List every line of the records that contains the string "request".

Start

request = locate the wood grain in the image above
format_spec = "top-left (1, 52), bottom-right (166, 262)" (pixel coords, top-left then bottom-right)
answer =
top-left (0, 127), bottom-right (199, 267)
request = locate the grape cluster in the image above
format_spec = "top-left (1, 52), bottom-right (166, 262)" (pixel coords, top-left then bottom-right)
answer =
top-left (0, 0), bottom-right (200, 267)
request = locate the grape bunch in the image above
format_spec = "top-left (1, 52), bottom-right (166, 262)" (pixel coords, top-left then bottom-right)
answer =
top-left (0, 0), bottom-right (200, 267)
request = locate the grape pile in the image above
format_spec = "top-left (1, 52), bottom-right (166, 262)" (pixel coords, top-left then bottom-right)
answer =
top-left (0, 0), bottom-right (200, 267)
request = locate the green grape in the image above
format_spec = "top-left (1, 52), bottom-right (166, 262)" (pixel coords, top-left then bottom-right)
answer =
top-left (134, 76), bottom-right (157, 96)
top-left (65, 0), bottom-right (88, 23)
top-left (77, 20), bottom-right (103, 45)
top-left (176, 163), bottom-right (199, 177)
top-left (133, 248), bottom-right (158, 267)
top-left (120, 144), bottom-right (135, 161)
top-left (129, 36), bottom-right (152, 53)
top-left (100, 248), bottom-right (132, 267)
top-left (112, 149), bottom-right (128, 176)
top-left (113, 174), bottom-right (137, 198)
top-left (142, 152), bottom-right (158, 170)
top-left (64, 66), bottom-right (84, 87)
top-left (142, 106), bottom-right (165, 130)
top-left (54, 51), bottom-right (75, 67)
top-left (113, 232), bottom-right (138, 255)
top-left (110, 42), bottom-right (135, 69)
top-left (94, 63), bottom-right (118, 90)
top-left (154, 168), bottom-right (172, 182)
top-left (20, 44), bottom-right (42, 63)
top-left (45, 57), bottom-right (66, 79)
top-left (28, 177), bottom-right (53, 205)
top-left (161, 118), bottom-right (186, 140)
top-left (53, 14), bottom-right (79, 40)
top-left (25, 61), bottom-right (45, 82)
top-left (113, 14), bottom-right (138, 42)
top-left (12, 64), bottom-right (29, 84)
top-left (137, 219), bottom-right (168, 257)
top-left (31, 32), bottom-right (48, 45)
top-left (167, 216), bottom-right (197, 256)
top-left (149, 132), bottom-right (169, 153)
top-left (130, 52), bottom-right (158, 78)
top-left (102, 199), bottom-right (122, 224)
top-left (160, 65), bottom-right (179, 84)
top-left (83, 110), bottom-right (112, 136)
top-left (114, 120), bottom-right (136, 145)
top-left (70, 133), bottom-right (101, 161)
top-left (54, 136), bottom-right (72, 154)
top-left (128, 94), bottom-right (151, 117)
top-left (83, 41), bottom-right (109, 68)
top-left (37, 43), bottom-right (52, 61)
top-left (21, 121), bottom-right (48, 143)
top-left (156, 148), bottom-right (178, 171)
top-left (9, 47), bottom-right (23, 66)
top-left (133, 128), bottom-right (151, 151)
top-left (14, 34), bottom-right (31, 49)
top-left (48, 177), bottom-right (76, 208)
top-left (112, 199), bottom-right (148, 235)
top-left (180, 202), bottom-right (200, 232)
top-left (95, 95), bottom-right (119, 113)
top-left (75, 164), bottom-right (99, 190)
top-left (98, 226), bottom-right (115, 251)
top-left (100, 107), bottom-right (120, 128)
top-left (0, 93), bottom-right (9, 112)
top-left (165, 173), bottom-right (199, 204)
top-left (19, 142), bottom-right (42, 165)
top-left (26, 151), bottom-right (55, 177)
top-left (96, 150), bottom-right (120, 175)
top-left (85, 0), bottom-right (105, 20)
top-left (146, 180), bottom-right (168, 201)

End

• Written response:
request = locate the wood grain in the image above
request = locate the grape cluster in the image above
request = locate the grape bunch in the image above
request = locate the grape pile in the image above
request = locate the green grape in the image above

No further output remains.